Sunday October 26th 2008, 4:20 pm
Filed under:
Knit
One extra-large platter of baby alpaca, served extra rare, coming right up.
Happiness grows in red flowers

I showed this awhile ago in its earlier stages. There was a lull in the knitting with that flu bug. But now it’s done, blocked, the ends run in, and ready to go.
I wanted a one-off, something unique but familiar. So I knitted the Kathy shawl through the yoke and from there in the Nina pattern, and I really like how they played together.
I love the arbors in Nina’s done in red: they remind me of the climbing bougainvillea that so surprised me when we arrived in California in March ’87. We were coming from New Hampshire, where it had been snowing and snowing and SNOWING and snowing, five and a half feet’s worth in 17 days after a whole winter of the stuff.  The kicker was when my little girl wanted to play on the swingset: I looked out the window from the second story and challenged her wryly, “Try to find it first.” You could just make out the top bar.
Then we arrived here where it was in the middle of springtime, with these gorgeous flowers skipping around fences everywhere in cheerful red and bright fuschia, just an explosion of nature singing “I feel pretty!”
Which, you know, is actually how I’m hoping the recipient will feel when she puts this on.

* Tasks to complete:
A. In the knitting post, which two patterns were combined to make the shawl?
B. Quote the knitting post word for word, starting at "Sunday October 26th" and ending at "ready to go.".
The records are unrelated to this.

* Excerpted records:

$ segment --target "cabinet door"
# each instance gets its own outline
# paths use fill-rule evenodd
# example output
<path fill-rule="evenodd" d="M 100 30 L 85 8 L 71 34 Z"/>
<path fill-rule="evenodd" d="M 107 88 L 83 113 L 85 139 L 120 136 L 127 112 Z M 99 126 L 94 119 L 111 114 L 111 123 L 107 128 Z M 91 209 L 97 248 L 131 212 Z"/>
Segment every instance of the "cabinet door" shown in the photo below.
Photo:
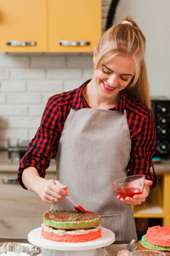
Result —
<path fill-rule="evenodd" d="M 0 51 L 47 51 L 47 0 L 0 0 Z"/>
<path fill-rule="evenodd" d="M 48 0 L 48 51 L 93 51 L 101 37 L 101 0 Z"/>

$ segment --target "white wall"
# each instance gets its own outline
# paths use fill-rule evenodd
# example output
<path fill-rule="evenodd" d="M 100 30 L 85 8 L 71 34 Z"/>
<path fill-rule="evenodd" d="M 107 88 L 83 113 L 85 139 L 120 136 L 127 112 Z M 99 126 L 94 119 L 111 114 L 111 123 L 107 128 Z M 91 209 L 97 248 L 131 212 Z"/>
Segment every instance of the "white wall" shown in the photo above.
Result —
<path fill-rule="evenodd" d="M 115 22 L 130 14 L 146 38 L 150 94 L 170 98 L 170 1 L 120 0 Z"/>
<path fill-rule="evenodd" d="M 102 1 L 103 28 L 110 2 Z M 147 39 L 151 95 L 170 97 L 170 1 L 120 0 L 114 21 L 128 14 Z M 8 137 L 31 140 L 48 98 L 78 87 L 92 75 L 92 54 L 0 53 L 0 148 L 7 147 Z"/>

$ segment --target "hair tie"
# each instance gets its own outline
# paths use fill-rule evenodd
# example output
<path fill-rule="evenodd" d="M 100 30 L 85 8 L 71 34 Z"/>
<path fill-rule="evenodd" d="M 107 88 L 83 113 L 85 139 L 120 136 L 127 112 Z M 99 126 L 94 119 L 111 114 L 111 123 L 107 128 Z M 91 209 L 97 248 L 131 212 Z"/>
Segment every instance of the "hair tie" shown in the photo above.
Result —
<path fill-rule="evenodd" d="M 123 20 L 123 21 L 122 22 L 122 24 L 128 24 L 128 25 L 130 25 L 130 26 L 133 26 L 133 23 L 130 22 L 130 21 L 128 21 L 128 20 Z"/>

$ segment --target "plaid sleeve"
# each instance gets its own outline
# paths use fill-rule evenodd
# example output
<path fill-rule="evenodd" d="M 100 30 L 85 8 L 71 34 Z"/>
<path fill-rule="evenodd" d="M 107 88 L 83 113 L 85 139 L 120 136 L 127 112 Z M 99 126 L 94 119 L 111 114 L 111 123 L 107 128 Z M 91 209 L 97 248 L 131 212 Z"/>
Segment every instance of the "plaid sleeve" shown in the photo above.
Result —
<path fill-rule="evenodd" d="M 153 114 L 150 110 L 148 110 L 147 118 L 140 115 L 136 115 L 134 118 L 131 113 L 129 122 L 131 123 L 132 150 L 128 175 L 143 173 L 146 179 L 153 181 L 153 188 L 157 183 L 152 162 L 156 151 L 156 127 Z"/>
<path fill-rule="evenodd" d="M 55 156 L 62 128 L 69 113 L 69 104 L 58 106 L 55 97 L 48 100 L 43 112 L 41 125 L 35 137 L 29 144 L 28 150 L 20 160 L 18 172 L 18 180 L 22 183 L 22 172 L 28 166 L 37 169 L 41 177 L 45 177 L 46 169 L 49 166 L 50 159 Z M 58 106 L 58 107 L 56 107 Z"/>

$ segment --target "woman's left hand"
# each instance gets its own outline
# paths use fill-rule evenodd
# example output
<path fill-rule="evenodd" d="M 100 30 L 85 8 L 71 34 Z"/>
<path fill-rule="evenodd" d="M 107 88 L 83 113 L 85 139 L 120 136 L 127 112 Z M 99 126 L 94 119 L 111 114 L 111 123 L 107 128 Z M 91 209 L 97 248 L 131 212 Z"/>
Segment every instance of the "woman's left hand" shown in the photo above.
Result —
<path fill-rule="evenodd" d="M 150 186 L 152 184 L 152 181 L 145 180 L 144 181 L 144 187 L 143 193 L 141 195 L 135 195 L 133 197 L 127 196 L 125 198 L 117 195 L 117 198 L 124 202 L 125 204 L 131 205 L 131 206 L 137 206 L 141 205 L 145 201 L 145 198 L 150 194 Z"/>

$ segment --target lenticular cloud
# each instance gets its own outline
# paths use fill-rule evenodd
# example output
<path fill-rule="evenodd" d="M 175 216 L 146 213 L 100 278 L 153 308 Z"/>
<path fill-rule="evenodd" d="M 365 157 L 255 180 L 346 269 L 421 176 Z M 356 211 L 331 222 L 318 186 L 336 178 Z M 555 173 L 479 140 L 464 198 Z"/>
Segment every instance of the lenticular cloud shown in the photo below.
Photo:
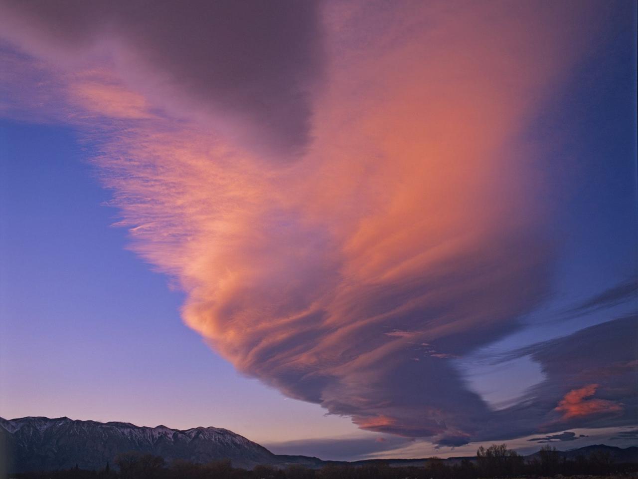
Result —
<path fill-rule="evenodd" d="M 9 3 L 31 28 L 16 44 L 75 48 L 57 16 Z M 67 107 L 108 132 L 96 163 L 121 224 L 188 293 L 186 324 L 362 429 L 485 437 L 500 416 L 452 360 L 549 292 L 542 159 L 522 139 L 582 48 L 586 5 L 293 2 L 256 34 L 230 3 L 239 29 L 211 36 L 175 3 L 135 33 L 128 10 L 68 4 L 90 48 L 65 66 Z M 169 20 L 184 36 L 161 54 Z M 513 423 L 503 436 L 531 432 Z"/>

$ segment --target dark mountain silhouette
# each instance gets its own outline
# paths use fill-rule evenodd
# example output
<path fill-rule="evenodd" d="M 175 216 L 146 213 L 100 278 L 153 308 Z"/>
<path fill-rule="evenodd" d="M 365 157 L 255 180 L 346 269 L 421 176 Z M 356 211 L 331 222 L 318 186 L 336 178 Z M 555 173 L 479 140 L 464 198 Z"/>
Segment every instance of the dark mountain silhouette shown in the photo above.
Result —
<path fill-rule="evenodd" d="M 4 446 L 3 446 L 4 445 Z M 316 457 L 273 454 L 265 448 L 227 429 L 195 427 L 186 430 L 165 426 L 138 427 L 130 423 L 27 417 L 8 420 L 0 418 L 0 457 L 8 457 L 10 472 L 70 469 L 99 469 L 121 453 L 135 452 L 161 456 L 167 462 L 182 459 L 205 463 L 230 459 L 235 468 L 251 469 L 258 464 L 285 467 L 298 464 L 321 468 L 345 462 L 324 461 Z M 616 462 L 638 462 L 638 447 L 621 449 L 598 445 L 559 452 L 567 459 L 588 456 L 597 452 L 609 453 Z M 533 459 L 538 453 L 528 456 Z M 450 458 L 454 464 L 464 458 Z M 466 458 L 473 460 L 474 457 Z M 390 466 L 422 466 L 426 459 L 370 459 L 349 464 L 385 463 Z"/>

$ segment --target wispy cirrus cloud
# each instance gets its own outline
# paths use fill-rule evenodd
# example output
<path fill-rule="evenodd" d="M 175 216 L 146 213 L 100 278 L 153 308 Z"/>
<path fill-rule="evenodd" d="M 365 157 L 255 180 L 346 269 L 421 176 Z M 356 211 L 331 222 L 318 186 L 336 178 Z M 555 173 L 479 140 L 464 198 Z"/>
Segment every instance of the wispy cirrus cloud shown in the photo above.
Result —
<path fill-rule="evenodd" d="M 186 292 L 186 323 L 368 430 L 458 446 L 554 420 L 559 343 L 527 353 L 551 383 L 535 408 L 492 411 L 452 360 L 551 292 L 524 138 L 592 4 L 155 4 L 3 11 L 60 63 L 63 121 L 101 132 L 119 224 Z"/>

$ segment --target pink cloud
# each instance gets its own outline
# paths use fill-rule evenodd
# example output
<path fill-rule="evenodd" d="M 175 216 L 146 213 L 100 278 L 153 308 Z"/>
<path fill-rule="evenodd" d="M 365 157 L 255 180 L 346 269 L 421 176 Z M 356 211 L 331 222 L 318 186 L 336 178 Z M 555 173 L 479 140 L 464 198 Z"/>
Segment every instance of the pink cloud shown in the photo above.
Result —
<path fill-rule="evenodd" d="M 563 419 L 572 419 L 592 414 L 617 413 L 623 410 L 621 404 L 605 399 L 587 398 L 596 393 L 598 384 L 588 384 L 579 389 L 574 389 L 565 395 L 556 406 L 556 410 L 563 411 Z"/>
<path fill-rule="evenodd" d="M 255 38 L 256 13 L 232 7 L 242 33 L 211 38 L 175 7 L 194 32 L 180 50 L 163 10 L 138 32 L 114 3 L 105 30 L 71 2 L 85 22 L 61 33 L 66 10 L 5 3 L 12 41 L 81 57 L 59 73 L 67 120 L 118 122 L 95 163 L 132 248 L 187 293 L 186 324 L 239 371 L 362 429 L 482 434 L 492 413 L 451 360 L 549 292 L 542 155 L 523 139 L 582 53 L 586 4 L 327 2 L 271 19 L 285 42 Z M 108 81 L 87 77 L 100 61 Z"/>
==
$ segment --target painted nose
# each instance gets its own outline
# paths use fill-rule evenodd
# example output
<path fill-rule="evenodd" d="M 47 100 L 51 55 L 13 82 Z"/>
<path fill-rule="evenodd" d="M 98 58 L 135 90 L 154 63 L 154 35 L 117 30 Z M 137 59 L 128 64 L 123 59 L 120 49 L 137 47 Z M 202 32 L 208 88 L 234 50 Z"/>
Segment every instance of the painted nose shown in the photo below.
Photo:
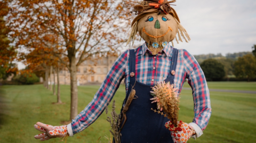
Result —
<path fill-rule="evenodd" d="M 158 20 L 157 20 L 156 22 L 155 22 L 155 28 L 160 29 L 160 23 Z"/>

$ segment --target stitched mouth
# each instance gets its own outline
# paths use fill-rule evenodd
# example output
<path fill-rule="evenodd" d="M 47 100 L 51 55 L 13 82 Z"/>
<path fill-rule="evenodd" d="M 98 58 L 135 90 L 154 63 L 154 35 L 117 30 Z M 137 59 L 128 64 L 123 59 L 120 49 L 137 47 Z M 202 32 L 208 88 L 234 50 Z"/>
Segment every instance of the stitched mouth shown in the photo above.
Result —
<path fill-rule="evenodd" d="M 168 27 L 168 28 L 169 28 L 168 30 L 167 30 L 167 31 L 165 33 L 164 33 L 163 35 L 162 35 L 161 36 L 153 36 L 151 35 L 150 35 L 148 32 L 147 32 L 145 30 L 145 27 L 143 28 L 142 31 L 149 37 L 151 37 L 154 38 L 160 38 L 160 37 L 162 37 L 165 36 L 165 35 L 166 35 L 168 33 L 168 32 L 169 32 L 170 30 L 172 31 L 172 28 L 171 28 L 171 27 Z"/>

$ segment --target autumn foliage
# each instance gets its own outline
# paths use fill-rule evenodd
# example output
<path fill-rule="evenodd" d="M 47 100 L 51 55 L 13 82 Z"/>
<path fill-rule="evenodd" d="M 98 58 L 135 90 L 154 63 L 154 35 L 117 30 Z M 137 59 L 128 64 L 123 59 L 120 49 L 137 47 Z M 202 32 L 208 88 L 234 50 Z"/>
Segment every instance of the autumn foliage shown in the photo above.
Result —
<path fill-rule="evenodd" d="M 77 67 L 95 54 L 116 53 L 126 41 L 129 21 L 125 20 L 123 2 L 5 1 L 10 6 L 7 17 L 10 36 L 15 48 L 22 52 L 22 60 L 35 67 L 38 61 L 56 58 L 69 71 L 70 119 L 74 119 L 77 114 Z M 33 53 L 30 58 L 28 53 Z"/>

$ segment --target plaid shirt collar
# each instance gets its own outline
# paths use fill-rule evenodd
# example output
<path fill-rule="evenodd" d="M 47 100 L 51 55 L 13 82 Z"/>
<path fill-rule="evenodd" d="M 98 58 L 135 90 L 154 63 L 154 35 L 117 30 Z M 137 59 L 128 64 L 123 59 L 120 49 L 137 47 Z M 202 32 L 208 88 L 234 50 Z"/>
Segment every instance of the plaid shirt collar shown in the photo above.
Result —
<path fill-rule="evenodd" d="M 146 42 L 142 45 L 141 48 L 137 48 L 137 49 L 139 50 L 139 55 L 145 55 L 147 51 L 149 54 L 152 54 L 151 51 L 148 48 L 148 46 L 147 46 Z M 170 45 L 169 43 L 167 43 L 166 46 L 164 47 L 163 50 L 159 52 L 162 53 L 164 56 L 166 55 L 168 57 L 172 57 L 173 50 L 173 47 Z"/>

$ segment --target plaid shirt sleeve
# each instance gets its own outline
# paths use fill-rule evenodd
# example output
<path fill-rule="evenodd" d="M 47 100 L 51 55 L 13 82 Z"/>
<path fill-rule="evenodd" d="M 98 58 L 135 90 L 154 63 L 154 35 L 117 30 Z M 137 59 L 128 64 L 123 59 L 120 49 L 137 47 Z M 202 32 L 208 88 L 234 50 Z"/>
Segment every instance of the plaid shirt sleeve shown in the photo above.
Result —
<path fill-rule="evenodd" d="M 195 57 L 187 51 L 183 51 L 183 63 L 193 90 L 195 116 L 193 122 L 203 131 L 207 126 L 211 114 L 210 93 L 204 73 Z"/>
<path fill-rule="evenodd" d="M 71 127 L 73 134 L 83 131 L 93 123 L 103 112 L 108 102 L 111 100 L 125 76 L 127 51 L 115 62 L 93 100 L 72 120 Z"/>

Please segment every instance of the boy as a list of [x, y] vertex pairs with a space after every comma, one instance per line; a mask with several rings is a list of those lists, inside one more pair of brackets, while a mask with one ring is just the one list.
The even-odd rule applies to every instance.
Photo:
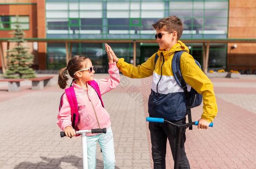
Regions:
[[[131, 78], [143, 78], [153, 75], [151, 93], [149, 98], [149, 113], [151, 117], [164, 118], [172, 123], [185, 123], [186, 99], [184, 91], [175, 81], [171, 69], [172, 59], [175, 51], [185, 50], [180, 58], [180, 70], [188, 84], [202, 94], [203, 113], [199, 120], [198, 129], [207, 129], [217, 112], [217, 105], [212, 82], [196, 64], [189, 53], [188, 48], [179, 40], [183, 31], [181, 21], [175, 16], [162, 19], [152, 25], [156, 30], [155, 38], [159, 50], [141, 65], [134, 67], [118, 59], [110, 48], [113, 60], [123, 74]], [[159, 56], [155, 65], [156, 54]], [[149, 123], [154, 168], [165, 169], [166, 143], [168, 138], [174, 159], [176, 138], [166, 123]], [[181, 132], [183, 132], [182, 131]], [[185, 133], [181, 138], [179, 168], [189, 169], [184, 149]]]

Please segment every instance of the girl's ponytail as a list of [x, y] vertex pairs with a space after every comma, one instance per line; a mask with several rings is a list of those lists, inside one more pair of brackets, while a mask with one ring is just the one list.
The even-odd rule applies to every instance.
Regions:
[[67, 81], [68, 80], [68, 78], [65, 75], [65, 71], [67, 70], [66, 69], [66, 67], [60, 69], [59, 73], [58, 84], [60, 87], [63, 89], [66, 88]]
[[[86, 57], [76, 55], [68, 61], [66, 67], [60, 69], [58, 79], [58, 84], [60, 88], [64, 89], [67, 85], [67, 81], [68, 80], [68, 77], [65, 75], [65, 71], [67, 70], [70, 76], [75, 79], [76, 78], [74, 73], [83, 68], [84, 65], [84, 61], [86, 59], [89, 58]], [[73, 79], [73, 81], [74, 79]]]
* * *
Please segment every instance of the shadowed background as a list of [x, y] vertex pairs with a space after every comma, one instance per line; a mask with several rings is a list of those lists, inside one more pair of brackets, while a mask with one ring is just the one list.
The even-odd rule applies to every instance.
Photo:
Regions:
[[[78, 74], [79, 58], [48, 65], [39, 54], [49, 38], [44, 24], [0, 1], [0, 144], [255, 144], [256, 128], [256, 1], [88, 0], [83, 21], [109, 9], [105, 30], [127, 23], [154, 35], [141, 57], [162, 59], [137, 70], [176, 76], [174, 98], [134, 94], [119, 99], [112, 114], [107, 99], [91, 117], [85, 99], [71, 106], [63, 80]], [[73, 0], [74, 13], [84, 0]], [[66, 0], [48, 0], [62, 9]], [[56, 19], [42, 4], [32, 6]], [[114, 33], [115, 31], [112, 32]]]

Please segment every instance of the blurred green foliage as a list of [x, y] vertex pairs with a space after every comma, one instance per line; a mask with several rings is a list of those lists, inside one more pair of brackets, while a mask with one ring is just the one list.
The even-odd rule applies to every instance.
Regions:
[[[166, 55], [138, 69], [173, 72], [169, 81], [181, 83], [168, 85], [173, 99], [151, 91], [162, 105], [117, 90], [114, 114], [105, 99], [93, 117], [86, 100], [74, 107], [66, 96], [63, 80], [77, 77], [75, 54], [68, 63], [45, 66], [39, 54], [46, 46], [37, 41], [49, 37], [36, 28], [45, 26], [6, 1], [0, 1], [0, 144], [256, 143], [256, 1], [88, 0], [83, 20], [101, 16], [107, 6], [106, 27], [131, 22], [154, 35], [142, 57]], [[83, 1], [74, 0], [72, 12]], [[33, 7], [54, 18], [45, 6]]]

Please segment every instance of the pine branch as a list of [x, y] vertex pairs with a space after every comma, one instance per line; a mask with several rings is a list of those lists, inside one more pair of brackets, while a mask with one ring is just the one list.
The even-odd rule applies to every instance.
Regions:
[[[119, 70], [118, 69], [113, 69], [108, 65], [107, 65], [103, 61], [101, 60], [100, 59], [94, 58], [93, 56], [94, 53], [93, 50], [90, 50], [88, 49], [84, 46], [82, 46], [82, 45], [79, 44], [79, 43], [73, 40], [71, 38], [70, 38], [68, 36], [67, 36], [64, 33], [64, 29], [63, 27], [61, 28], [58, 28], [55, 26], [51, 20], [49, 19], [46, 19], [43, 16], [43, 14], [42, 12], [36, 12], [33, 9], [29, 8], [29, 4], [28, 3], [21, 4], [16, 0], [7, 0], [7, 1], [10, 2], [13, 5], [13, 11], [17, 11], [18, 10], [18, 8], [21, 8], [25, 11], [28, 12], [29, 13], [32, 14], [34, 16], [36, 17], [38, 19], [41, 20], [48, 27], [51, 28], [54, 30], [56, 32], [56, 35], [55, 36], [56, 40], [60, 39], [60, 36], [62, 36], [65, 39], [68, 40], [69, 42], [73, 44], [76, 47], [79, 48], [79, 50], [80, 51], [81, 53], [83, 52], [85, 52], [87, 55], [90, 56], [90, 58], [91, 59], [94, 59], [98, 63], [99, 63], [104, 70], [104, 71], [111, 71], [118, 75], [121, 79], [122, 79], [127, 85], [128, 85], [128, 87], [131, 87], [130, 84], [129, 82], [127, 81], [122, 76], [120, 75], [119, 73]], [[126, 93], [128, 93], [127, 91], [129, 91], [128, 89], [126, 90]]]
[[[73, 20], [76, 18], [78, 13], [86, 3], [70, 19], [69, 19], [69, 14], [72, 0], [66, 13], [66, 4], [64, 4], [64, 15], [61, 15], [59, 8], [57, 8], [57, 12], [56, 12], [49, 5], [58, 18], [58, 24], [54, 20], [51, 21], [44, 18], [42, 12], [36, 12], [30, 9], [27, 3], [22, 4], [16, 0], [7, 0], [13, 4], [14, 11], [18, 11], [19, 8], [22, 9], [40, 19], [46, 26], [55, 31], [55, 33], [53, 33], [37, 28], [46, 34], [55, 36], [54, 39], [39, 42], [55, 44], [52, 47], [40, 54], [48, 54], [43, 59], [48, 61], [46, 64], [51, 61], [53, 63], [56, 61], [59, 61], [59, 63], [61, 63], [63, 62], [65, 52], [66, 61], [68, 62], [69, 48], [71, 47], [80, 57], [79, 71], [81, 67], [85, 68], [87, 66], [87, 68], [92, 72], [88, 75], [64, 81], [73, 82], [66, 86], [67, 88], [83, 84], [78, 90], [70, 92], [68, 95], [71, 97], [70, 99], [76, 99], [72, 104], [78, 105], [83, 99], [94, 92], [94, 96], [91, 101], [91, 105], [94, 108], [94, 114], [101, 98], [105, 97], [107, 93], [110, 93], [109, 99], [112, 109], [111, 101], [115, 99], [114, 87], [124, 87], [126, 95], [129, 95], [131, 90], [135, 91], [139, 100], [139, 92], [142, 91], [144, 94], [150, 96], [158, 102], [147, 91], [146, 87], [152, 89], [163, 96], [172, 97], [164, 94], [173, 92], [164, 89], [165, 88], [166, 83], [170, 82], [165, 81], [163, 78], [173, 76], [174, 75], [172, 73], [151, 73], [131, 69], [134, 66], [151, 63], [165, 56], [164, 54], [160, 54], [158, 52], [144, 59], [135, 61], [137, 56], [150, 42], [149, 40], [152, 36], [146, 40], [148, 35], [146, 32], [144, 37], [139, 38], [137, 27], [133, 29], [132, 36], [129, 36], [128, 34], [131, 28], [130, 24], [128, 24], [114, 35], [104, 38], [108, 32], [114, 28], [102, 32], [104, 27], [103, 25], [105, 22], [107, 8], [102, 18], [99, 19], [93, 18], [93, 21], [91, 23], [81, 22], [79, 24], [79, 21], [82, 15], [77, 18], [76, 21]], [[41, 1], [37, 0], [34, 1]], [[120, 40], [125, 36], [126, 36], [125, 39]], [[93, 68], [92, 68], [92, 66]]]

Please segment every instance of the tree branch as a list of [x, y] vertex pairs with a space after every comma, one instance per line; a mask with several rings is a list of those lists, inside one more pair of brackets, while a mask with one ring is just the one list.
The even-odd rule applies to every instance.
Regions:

* Responses in order:
A. The Kathy shawl, knitted through the yoke, and the Nina pattern for the rest.

B.
Sunday October 26th 2008, 4:20 pm
Filed under:
Knit
One extra-large platter of baby alpaca, served extra rare, coming right up.
Happiness grows in red flowers

I showed this awhile ago in its earlier stages. There was a lull in the knitting with that flu bug. But now it’s done, blocked, the ends run in, and ready to go.